- _本文_:

________________

挫・人間に関して特に詳しくないし、ファンなわけでもないんだが、この曲の完成度はハッキリ言って異常である。
お聞きになる場合は、冒頭の歌詞が出てくるCメロまで、ぜひ聴いて欲しい。
明るい曲でキャッチーで、ライブでやればまあ盛り上がるだろう。
曲調がテンポよく変わっていき、全く飽きさせない。
だが、私が何より特筆したいのは、歌詞だ。
タイトルにもなっている「絶望シネマで臨死」。Youtubeでタイトル読んだらすぐにサムネ押さざるを得ない強烈なワードの組み合わせ。
え…えーー?
映画館で臨死体験してんの?それとも絶望するほど怖い映画見て死にかけたん?どうゆうこと?
曲中でも、何気なく聴いてなんていられない、「なんじゃそれ」と思わされるワードが連発する。
めくるめく夢 潰せば 祝・僕ちん歴元年
夢、破れてから本当の人生は始まる、的なことですか。深っ。悲哀がこもっている。
しかし夢破れてる分際なのに”僕ちん”なんて自称してて大丈夫なのか。そんなんでやってけるのか。こんなのを平気でサビでぶち込んでくる。
不適切な隠キャが中2頃から持った論理
これが1番サビのラストワード。初めて聞いたときに、すごい上手な歌詞だなと関心した。

________________

- _与えられた資料_:
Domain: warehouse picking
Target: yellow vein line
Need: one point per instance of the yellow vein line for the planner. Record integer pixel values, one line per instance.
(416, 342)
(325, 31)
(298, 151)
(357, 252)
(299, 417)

________________

- _次の課題_:
1. 本文で1番サビのラストワードとして挙げられている歌詞を答えよ。
2. 本文のうち、「だが、私が何より特筆したいのは、歌詞だ。」から「い上手な歌詞だなと関心した。」までを、その両端の語句も含めて一字一句違えずに書き写せ。

- _正解_:
1. 不適切な隠キャが中2頃から持った論理

2.
だが、私が何より特筆したいのは、歌詞だ。
タイトルにもなっている「絶望シネマで臨死」。Youtubeでタイトル読んだらすぐにサムネ押さざるを得ない強烈なワードの組み合わせ。
え…えーー?
映画館で臨死体験してんの?それとも絶望するほど怖い映画見て死にかけたん?どうゆうこと?
曲中でも、何気なく聴いてなんていられない、「なんじゃそれ」と思わされるワードが連発する。
めくるめく夢 潰せば 祝・僕ちん歴元年
夢、破れてから本当の人生は始まる、的なことですか。深っ。悲哀がこもっている。
しかし夢破れてる分際なのに”僕ちん”なんて自称してて大丈夫なのか。そんなんでやってけるのか。こんなのを平気でサビでぶち込んでくる。
不適切な隠キャが中2頃から持った論理
これが1番サビのラストワード。初めて聞いたときに、すごい上手な歌詞だなと関心した。